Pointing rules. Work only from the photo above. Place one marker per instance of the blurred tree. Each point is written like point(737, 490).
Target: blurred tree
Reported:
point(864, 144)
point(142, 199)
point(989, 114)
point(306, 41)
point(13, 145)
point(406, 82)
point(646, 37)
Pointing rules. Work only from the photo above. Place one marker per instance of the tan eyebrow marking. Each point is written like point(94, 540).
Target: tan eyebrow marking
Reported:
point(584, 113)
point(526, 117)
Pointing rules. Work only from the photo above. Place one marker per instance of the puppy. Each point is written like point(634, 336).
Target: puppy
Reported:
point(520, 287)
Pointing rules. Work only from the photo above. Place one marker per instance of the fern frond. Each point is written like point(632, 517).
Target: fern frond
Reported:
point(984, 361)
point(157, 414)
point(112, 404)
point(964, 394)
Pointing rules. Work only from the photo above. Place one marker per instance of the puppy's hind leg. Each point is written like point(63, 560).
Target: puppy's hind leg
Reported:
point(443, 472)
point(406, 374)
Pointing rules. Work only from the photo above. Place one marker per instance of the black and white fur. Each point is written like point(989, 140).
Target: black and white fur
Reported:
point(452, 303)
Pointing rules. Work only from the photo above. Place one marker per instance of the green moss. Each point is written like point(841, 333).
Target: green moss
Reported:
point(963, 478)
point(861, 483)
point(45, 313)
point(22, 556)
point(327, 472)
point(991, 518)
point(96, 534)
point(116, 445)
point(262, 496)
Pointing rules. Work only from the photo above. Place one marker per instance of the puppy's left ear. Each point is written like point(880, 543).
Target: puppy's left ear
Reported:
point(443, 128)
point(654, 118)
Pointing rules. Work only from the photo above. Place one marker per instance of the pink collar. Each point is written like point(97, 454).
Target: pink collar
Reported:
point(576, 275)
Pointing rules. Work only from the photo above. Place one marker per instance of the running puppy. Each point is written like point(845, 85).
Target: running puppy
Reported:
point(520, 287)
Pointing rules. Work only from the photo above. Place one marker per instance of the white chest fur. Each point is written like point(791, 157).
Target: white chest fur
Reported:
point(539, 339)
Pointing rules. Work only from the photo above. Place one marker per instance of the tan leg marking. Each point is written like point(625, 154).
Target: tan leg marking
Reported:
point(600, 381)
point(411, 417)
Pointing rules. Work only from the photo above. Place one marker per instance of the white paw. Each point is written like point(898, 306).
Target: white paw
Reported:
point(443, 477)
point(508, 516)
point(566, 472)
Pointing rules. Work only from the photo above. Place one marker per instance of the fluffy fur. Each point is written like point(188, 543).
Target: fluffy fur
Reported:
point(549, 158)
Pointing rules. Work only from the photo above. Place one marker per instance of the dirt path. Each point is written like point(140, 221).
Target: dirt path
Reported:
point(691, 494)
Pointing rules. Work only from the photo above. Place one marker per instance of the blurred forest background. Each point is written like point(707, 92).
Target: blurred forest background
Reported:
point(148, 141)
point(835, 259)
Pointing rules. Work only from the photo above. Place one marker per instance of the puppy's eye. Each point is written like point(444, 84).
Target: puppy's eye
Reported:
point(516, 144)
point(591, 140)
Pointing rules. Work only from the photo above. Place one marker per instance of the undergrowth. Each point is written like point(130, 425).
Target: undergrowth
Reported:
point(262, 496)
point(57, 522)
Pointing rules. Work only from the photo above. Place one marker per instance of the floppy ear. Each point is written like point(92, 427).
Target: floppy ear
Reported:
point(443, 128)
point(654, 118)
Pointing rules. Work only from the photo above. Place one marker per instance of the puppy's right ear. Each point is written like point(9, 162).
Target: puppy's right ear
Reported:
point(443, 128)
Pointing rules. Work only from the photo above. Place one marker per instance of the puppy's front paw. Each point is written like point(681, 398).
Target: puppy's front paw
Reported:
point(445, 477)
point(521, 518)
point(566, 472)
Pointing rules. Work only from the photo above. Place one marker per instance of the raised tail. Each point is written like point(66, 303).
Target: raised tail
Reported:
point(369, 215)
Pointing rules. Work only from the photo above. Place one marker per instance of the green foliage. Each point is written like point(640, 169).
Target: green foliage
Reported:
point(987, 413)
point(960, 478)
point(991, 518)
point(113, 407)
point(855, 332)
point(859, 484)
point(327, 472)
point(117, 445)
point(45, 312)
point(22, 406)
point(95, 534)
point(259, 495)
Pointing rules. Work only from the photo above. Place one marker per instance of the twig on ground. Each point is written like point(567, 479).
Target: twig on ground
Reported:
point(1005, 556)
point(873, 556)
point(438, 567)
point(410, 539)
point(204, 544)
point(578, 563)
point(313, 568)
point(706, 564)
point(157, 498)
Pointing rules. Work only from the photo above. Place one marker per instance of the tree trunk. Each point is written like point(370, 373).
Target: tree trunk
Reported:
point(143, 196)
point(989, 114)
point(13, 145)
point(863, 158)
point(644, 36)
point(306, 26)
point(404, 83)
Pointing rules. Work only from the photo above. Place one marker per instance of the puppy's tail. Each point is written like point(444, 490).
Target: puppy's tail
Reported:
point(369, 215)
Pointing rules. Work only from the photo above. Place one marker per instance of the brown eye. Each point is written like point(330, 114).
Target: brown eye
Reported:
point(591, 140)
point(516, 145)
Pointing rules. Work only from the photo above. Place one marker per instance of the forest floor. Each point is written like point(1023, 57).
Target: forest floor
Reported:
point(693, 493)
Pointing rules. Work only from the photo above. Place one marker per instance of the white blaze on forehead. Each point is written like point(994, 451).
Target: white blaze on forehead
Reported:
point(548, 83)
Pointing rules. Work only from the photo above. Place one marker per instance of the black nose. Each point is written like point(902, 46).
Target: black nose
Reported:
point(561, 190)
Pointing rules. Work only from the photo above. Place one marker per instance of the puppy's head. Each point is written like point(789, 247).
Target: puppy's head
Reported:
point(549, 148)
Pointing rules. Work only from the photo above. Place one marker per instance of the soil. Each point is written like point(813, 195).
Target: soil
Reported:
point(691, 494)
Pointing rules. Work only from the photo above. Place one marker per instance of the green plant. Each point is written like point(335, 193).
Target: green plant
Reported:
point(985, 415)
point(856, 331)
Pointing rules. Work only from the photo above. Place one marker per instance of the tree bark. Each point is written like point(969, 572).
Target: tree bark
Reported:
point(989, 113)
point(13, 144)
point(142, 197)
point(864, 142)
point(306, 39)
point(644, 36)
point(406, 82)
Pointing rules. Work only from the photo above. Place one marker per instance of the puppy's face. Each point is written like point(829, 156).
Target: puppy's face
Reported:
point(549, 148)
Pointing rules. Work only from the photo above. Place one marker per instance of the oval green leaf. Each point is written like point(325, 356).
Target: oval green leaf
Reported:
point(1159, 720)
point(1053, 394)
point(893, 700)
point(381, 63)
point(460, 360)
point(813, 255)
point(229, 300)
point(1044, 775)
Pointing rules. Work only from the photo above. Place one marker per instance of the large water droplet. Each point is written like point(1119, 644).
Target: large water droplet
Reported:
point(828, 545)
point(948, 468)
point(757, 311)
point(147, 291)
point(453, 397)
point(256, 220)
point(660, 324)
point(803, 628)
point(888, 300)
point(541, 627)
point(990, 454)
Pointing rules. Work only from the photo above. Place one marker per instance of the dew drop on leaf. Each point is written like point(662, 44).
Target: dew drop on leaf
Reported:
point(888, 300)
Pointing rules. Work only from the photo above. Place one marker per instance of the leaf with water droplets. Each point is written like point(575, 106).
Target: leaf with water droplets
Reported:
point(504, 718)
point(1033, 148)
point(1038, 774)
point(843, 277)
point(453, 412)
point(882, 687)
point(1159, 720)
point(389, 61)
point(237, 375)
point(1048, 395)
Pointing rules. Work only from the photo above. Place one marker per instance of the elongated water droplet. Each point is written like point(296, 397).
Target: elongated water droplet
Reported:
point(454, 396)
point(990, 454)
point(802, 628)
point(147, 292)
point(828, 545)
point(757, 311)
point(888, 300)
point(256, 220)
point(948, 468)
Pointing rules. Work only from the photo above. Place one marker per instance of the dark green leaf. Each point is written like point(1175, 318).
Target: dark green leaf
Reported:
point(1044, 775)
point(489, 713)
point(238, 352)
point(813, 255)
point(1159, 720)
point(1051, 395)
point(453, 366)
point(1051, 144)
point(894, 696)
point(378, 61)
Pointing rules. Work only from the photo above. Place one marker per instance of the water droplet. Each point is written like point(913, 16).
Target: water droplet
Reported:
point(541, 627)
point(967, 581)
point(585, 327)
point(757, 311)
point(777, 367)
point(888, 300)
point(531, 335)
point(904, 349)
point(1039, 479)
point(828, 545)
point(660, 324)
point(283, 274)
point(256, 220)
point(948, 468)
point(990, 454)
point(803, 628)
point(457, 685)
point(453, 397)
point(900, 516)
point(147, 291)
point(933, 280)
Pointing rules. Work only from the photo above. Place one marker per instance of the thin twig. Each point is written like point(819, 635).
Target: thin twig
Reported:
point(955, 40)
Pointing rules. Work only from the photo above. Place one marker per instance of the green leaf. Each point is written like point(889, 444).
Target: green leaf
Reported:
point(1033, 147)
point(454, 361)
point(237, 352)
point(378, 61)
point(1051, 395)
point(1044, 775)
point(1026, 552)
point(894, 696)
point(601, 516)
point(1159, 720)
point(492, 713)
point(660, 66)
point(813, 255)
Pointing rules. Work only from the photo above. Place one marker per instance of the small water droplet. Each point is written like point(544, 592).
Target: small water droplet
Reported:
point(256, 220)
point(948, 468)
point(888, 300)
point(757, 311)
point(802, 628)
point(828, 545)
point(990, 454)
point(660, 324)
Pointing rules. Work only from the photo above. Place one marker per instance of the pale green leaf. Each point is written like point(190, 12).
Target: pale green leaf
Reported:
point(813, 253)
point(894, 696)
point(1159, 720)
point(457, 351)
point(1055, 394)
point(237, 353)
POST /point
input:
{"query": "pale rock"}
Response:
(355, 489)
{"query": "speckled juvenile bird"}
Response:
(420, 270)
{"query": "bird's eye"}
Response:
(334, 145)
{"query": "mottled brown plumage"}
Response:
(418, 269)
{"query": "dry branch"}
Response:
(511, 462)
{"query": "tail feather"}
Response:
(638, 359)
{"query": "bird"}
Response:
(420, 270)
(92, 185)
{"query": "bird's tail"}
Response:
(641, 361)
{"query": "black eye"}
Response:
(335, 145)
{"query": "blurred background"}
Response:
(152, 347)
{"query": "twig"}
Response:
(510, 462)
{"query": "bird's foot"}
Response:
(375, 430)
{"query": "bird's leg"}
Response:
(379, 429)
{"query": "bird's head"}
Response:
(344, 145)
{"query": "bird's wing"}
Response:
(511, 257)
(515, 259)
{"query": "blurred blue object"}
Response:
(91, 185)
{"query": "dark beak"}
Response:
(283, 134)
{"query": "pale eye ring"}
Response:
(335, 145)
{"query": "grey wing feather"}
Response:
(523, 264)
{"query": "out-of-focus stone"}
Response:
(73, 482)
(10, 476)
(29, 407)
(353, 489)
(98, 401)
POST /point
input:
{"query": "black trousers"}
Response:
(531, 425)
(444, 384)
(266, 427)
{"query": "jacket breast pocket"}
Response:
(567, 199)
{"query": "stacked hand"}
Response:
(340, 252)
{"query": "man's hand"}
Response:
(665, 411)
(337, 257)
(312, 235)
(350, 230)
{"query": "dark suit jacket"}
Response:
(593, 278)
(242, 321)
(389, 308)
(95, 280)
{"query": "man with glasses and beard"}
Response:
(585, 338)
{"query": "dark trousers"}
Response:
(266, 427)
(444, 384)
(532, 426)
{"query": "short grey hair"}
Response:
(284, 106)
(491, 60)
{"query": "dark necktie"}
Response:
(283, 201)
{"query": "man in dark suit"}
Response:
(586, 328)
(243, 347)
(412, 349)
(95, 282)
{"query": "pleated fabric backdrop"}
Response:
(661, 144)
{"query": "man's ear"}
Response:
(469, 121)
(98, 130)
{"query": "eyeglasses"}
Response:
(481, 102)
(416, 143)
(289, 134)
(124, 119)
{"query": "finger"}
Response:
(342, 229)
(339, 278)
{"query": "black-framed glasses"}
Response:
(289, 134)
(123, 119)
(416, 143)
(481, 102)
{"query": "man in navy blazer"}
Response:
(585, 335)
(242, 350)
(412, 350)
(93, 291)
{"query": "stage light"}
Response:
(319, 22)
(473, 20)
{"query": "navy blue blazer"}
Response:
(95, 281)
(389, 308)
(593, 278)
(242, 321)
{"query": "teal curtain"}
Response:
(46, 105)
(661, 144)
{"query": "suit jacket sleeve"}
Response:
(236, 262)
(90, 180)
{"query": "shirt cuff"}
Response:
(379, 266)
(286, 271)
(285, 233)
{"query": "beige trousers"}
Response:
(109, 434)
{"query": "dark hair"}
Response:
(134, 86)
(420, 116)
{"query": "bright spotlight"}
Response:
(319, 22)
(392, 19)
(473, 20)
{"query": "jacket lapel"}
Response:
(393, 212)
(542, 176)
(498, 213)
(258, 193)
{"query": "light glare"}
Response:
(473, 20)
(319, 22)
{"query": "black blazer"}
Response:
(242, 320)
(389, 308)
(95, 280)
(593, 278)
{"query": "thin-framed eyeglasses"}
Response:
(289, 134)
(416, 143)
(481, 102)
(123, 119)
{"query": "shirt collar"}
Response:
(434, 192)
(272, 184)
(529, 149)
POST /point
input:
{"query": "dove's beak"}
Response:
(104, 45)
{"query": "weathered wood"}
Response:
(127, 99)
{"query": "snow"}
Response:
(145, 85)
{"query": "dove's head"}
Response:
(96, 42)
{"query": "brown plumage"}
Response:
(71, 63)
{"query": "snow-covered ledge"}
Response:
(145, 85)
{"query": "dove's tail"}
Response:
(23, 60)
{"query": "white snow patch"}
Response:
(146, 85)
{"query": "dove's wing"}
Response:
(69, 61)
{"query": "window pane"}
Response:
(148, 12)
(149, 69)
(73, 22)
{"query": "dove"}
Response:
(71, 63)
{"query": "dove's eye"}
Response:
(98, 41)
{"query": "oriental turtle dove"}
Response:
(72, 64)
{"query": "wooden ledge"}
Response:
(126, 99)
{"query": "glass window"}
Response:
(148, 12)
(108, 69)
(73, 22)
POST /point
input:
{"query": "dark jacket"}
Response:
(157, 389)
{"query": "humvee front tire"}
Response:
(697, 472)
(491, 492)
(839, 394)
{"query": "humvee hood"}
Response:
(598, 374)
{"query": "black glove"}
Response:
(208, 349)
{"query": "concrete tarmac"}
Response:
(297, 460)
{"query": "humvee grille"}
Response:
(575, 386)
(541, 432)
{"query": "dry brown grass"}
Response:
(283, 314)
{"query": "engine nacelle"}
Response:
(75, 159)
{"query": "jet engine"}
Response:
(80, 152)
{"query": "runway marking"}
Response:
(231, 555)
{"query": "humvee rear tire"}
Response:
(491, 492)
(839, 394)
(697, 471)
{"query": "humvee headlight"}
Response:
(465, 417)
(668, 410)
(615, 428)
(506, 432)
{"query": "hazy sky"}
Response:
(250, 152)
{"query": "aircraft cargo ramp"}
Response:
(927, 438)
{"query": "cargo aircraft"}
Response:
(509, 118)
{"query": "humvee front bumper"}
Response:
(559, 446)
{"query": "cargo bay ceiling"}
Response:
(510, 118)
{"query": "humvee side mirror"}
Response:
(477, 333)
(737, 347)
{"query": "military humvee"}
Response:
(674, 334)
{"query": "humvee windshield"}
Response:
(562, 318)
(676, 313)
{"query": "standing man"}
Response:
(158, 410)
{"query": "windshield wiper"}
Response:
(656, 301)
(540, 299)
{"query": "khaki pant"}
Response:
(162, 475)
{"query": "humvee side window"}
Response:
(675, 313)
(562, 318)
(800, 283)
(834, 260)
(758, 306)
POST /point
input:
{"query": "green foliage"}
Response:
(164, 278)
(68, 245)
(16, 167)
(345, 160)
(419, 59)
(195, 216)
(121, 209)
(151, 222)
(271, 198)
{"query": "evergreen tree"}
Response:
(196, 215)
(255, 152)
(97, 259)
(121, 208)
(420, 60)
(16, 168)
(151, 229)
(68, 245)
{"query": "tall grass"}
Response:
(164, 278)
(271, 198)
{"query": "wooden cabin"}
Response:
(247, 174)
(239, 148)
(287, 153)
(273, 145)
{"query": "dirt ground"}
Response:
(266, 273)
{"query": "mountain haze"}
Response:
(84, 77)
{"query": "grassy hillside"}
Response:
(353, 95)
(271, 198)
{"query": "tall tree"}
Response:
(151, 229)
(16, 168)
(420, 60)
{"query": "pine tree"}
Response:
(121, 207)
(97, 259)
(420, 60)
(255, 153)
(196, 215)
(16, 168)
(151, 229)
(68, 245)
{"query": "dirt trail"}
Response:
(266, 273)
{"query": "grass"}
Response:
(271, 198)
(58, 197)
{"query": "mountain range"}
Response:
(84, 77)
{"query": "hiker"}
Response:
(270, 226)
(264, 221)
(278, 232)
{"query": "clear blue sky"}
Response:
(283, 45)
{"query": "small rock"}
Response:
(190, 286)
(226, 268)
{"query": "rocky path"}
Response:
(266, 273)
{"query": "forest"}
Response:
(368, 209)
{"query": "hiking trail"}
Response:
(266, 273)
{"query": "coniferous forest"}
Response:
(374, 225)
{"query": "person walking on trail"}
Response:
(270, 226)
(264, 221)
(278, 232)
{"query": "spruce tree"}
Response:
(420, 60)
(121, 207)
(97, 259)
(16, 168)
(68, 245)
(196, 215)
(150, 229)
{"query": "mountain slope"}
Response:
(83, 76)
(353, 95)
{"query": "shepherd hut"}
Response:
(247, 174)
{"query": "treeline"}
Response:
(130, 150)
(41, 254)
________
*ACTIVITY*
Find each line in the records above that contains "thin", and copy it.

*ANSWER TO THIS PROBLEM*
Pointing rules. Work only from the photo above. Place one marker per instance of the thin twig. Each point is written like point(819, 635).
Target: thin twig
{"query": "thin-framed eyeglasses"}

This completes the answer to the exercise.